» Textauszug:
22.07.2015

Neue Westfälische: Protest für junge Albanerin vor Amtsgericht

Zeitungsausschnitt

Lokales Bielefeld - Seite 15

Gegen die Abschiebung einer 18-Jährigen wehrt sich der Arbeitskreis Asyl / Junge Frau versorgt kranke Mutter

von Melanie Wigger

Mitte. Aus einem Abschiebeverfahren wurde gestern ein Kräftemessen zwischen Polizei und 50 Demonstranten. Vor dem Amtsgericht Bielefeld blockierten sie über Stunden die Ausfahrten, um eine junge Albanerin aus ihrer Haft zu befreien. Die 18-Jährige muss zwei Tage in die Abschiebehaft in Büren, bevor sie am morgigen Donnerstag ausreisen soll. Der Arbeitskreis Asyl rief zu einem Protest dagegen auf, um die albanische Familie, die erst seit März in Altenhagen lebt, nicht zu entzweien.

Von einem "unmenschlichen" Verfahren" spricht Kristin Nahrmann vom Arbeitskreis Asyl. Sie unterstützt die Albanerin seit drei Monaten im Streit mit den Behörden. Schon kurz nach ihrer Einreise im März drohte die Trennung von ihrer Familie.

Nahrmann erklärt, dass eine Ausreise für die Albanerin momentan unzumutbar sei. Ihre Mutter ist seit einigen Wochen im Krankenhaus. Deren Zustand sei kritisch. Die Tochter übersetze die Gespräche mit den Ärzten und kümmere sich um ihre Geschwister. Nahrmann: "Die Frau will Deutschland auf keinen Fall verlassen, damit sie weiterhin ihre Mutter besuchen kann."

Zwar ist die Familie zusammen geflohen, doch ein gemeinsames Asyl gebe es nicht, erläutert Nahrmann. Die beiden Brüder konnten ihr Asyl vorläufig behalten, weil sie minderjährig sind. Die Eltern bekommen durch ihre Kinder ebenfalls Asyl. Der Antrag für die 18-Jährige wurde abgelehnt. Sie gilt mit ihrer Volljährigkeit als einzelne Antragstellerin. Da Albanien als Land der Wirtschaftsflucht gilt, hat sie es allerdings schwer, in Deutschland anerkannt zu werden. Hier bekommt man das Asylrecht nur für lebensbedrohliche Situationen, die Albanerin allerdings ist kein Armutsflüchtling.

» Aufgabe:
Beantworte diese Fragen kurz mit Hilfe des Zeitungsartikels:
1. Wie viele Demonstranten standen vor dem Amtsgericht Bielefeld?
2. In welchem Ort muss die 18-Jährige zwei Tage in Abschiebehaft?
3. Warum konnten die beiden Brüder ihr Asyl vorläufig behalten?

» Datensatz:

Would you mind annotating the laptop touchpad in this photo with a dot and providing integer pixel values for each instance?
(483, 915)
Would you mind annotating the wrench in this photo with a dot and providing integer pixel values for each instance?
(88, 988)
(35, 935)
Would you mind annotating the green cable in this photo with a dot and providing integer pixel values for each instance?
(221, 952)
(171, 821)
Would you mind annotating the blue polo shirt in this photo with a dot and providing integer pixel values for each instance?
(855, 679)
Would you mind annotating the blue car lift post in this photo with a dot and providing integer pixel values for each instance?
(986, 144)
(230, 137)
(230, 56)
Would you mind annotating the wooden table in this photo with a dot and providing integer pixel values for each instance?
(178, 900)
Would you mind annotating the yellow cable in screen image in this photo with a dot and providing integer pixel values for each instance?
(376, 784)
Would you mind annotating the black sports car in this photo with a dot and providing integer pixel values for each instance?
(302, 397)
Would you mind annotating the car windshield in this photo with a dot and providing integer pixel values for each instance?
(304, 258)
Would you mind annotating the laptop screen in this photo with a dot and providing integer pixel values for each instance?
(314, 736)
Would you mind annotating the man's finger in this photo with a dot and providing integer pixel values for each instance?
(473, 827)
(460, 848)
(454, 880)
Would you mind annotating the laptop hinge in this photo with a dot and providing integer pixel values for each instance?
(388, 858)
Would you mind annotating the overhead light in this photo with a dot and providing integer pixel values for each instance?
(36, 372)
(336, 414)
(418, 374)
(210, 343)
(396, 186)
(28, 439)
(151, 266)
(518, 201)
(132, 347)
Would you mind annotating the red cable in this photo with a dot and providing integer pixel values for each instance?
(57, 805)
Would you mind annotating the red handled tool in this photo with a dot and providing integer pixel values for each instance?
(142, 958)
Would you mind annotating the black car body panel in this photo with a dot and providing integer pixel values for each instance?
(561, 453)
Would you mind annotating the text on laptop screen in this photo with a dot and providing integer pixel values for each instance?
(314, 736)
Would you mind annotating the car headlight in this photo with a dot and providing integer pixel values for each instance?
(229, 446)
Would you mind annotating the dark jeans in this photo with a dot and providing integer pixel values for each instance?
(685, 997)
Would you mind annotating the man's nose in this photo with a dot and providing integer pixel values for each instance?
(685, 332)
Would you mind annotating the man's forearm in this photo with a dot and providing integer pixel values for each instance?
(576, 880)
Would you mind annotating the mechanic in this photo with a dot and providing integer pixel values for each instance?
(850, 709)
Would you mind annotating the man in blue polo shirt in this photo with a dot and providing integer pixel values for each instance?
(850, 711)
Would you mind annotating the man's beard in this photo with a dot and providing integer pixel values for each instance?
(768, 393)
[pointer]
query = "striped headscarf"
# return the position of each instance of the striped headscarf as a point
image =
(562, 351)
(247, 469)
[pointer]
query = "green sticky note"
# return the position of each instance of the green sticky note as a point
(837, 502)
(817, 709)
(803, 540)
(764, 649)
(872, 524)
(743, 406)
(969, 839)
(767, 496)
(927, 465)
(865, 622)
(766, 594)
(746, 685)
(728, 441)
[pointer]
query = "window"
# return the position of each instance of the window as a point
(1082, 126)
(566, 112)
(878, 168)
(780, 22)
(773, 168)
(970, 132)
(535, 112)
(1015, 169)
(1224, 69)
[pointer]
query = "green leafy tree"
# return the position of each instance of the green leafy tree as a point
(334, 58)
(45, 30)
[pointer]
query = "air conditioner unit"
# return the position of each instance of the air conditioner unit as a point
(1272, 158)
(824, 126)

» Lösung:
1. 50 Demonstranten.
2. In Büren.
3. Weil sie minderjährig sind.